## Input rows

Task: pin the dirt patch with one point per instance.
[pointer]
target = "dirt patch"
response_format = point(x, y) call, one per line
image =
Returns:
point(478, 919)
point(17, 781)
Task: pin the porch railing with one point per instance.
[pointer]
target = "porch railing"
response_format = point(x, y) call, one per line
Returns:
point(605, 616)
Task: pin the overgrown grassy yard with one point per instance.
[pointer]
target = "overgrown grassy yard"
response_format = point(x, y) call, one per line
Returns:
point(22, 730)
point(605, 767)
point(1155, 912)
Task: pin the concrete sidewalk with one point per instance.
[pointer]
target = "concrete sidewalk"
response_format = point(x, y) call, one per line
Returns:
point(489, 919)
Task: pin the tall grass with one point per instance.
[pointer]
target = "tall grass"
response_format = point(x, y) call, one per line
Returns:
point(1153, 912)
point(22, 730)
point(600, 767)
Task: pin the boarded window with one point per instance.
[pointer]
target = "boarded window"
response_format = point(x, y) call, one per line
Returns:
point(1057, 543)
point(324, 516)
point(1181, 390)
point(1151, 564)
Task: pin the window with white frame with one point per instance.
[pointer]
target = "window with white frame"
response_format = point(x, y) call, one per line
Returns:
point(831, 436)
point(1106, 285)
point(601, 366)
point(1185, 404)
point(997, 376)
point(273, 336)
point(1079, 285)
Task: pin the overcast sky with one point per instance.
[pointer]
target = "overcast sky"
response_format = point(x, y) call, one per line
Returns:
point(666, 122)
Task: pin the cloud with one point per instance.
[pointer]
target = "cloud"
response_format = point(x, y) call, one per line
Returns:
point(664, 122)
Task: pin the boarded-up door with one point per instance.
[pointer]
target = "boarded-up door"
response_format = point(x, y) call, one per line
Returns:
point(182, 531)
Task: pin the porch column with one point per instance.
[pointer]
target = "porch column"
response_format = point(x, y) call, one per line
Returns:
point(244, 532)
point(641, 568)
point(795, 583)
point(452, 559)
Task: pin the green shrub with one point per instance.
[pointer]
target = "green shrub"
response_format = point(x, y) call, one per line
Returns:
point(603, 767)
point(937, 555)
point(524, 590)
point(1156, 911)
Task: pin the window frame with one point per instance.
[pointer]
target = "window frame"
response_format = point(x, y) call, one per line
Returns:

## Work to be completed
Return all of the rows above, reproducing each line character for character.

## Answer below
Task: pin the dirt patch with one point per instance.
[pointer]
target = "dirt patch"
response_format = point(x, y) call, one per line
image =
Returns:
point(478, 919)
point(17, 781)
Task: pin the porch railing with one point per instance.
[pointer]
target = "porch railing"
response_format = point(x, y) call, one per line
Returns:
point(605, 616)
Task: pin the overgrown grassy yard with one point per instance.
[pointer]
target = "overgrown grassy yard"
response_format = point(x, y) call, one per line
Returns:
point(22, 730)
point(605, 767)
point(1155, 912)
Task: pin the concrete sidewalk with one point per instance.
[pointer]
target = "concrete sidewalk"
response_format = point(x, y) call, one per line
Returns:
point(489, 919)
Task: pin the tall grass with one point per instance.
[pointer]
target = "tall grass"
response_format = point(x, y) call, one per line
Returns:
point(1153, 912)
point(22, 730)
point(600, 767)
Task: pin the boarded window with one point per instance.
[pointer]
target = "boarded window"
response_format = point(x, y) call, one per line
Returns:
point(1057, 543)
point(324, 516)
point(1181, 390)
point(1151, 564)
Task: pin the window with white frame with one point per instance.
[pointer]
target = "window with white frame"
response_format = point(x, y) call, one per line
Returns:
point(831, 436)
point(1106, 285)
point(601, 366)
point(1185, 404)
point(997, 376)
point(273, 336)
point(1079, 285)
Task: pin the overcast sky with one point per instance.
[pointer]
target = "overcast sky"
response_format = point(x, y) call, one per line
Returns:
point(666, 122)
Task: pin the cloud with one point per instance.
[pointer]
target = "cloud"
response_format = point(x, y) call, one per line
Returns:
point(664, 122)
Task: pin the boarded-up door with one point per instance.
[pointer]
target = "boarded-up door"
response_format = point(x, y) call, one per line
Returns:
point(182, 531)
Task: pin the porch column with one point per instance.
[pointer]
target = "porch column"
response_format = point(x, y) call, one per line
Returns:
point(244, 532)
point(641, 568)
point(795, 583)
point(452, 559)
Task: pin the green shrub with one point per instance.
[pointer]
target = "green shrub"
response_format = point(x, y) call, one per line
Returns:
point(603, 767)
point(937, 555)
point(524, 590)
point(1156, 911)
Task: pin the window frame with one point per instance.
[pointer]
target = "window frame"
response_format = point(x, y) call, one per line
Returns:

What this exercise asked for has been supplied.